(Data entries)

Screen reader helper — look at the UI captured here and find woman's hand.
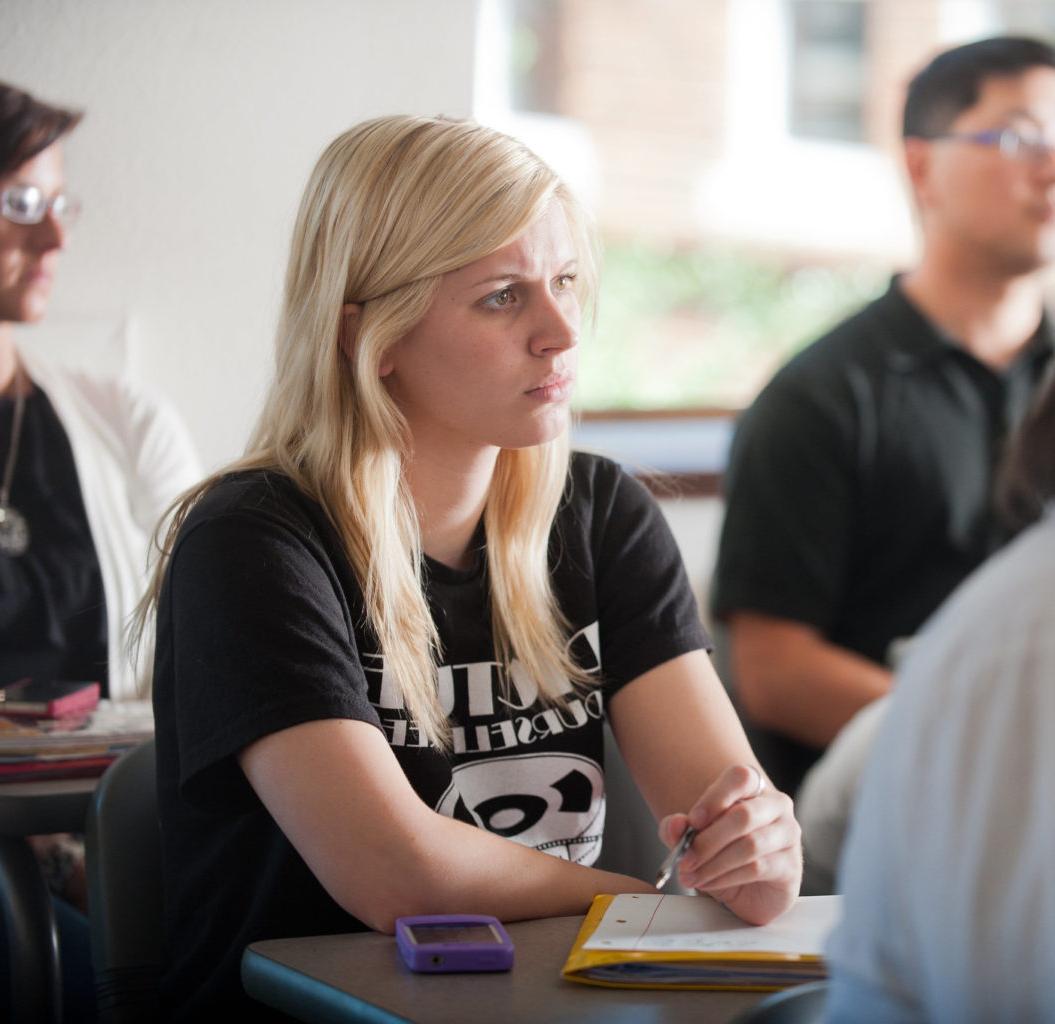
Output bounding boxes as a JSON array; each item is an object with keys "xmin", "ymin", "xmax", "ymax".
[{"xmin": 658, "ymin": 764, "xmax": 801, "ymax": 926}]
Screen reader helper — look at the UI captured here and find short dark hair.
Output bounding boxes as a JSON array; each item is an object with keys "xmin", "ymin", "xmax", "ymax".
[
  {"xmin": 903, "ymin": 36, "xmax": 1055, "ymax": 139},
  {"xmin": 0, "ymin": 81, "xmax": 82, "ymax": 179}
]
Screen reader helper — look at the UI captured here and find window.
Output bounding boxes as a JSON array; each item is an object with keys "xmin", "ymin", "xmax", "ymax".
[
  {"xmin": 789, "ymin": 0, "xmax": 869, "ymax": 142},
  {"xmin": 578, "ymin": 244, "xmax": 885, "ymax": 412},
  {"xmin": 472, "ymin": 0, "xmax": 975, "ymax": 423},
  {"xmin": 996, "ymin": 0, "xmax": 1055, "ymax": 36},
  {"xmin": 508, "ymin": 0, "xmax": 563, "ymax": 115}
]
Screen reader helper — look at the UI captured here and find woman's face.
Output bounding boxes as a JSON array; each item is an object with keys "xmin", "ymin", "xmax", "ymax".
[
  {"xmin": 0, "ymin": 142, "xmax": 67, "ymax": 325},
  {"xmin": 384, "ymin": 202, "xmax": 581, "ymax": 459}
]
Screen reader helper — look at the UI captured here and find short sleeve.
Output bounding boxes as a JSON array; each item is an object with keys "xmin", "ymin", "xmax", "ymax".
[
  {"xmin": 589, "ymin": 462, "xmax": 710, "ymax": 693},
  {"xmin": 711, "ymin": 377, "xmax": 856, "ymax": 631},
  {"xmin": 160, "ymin": 510, "xmax": 381, "ymax": 808}
]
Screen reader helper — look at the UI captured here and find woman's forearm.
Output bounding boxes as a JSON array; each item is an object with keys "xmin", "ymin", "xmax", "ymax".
[
  {"xmin": 345, "ymin": 808, "xmax": 654, "ymax": 933},
  {"xmin": 241, "ymin": 718, "xmax": 654, "ymax": 934}
]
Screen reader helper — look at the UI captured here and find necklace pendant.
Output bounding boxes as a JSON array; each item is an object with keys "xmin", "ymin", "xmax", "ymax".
[{"xmin": 0, "ymin": 503, "xmax": 29, "ymax": 556}]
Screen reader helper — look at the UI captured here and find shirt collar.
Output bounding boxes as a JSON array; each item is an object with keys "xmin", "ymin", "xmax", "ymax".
[{"xmin": 879, "ymin": 274, "xmax": 1055, "ymax": 374}]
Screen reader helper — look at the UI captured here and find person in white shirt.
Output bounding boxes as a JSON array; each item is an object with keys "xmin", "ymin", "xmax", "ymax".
[{"xmin": 825, "ymin": 366, "xmax": 1055, "ymax": 1021}]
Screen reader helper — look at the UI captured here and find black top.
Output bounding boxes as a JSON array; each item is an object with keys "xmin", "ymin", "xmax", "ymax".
[
  {"xmin": 711, "ymin": 278, "xmax": 1053, "ymax": 793},
  {"xmin": 0, "ymin": 386, "xmax": 108, "ymax": 692},
  {"xmin": 153, "ymin": 452, "xmax": 709, "ymax": 1018}
]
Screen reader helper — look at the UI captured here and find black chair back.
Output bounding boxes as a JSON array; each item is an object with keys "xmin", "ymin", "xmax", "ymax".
[{"xmin": 85, "ymin": 739, "xmax": 162, "ymax": 1023}]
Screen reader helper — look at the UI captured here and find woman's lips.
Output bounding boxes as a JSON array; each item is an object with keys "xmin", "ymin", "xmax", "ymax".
[
  {"xmin": 526, "ymin": 374, "xmax": 575, "ymax": 402},
  {"xmin": 25, "ymin": 265, "xmax": 53, "ymax": 287}
]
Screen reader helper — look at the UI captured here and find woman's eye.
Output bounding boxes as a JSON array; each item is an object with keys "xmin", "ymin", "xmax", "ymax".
[
  {"xmin": 485, "ymin": 287, "xmax": 515, "ymax": 308},
  {"xmin": 554, "ymin": 273, "xmax": 576, "ymax": 292}
]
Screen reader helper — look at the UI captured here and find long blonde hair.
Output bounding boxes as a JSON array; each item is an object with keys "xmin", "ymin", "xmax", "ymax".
[{"xmin": 136, "ymin": 115, "xmax": 598, "ymax": 749}]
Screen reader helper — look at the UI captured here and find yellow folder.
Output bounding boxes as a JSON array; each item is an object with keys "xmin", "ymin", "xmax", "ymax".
[{"xmin": 560, "ymin": 892, "xmax": 838, "ymax": 992}]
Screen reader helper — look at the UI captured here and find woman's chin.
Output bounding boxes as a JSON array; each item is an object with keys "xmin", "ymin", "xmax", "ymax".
[
  {"xmin": 11, "ymin": 296, "xmax": 52, "ymax": 324},
  {"xmin": 502, "ymin": 416, "xmax": 571, "ymax": 451}
]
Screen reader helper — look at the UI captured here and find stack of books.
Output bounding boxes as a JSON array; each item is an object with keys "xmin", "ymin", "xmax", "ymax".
[{"xmin": 0, "ymin": 690, "xmax": 154, "ymax": 781}]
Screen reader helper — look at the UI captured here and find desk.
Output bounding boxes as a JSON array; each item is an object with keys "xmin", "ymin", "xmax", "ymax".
[
  {"xmin": 243, "ymin": 915, "xmax": 767, "ymax": 1023},
  {"xmin": 0, "ymin": 777, "xmax": 97, "ymax": 1024}
]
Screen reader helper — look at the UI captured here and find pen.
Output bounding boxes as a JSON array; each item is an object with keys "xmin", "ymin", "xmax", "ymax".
[{"xmin": 654, "ymin": 826, "xmax": 698, "ymax": 889}]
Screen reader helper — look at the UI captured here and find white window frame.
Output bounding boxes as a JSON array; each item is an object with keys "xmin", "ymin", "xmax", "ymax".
[{"xmin": 473, "ymin": 0, "xmax": 600, "ymax": 210}]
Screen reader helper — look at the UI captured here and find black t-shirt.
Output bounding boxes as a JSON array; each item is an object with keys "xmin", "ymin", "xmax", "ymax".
[
  {"xmin": 711, "ymin": 278, "xmax": 1053, "ymax": 793},
  {"xmin": 153, "ymin": 451, "xmax": 708, "ymax": 1018},
  {"xmin": 0, "ymin": 386, "xmax": 109, "ymax": 691}
]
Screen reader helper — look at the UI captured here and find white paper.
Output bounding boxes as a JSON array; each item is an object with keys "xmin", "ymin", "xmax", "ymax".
[{"xmin": 582, "ymin": 893, "xmax": 841, "ymax": 956}]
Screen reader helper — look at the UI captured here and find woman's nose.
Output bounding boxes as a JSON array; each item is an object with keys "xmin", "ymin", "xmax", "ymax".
[
  {"xmin": 30, "ymin": 209, "xmax": 66, "ymax": 252},
  {"xmin": 529, "ymin": 296, "xmax": 579, "ymax": 356}
]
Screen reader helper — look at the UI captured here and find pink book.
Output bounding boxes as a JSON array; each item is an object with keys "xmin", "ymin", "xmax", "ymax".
[{"xmin": 0, "ymin": 679, "xmax": 101, "ymax": 719}]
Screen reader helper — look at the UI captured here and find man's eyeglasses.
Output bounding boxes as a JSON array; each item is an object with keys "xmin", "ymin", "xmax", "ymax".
[
  {"xmin": 1, "ymin": 183, "xmax": 81, "ymax": 226},
  {"xmin": 920, "ymin": 126, "xmax": 1055, "ymax": 163}
]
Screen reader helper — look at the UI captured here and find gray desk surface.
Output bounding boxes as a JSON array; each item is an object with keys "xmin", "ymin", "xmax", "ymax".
[{"xmin": 244, "ymin": 914, "xmax": 767, "ymax": 1023}]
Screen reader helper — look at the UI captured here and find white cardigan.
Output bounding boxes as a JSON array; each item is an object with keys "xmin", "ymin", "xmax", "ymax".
[{"xmin": 17, "ymin": 346, "xmax": 201, "ymax": 700}]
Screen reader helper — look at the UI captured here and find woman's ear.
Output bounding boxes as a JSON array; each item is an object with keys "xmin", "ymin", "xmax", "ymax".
[
  {"xmin": 340, "ymin": 302, "xmax": 395, "ymax": 378},
  {"xmin": 338, "ymin": 303, "xmax": 363, "ymax": 362}
]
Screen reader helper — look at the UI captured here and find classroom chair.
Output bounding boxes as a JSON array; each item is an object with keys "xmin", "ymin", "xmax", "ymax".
[
  {"xmin": 0, "ymin": 831, "xmax": 61, "ymax": 1023},
  {"xmin": 85, "ymin": 739, "xmax": 162, "ymax": 1023},
  {"xmin": 731, "ymin": 980, "xmax": 830, "ymax": 1023}
]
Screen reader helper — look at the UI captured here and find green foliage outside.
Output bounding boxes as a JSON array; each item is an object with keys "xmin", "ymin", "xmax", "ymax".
[{"xmin": 575, "ymin": 241, "xmax": 889, "ymax": 410}]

● WORK TO BE COMPLETED
Identify each line in the records above that contains the word "shirt", and copy it out in full.

● WRITTEN ANSWER
Screen reader helper — look at the UI captured here and find shirt collar.
Screen reader helper — look at the UI captured here and find person in white shirt.
Screen reader helper — look at the UI captured here and find black t-shirt.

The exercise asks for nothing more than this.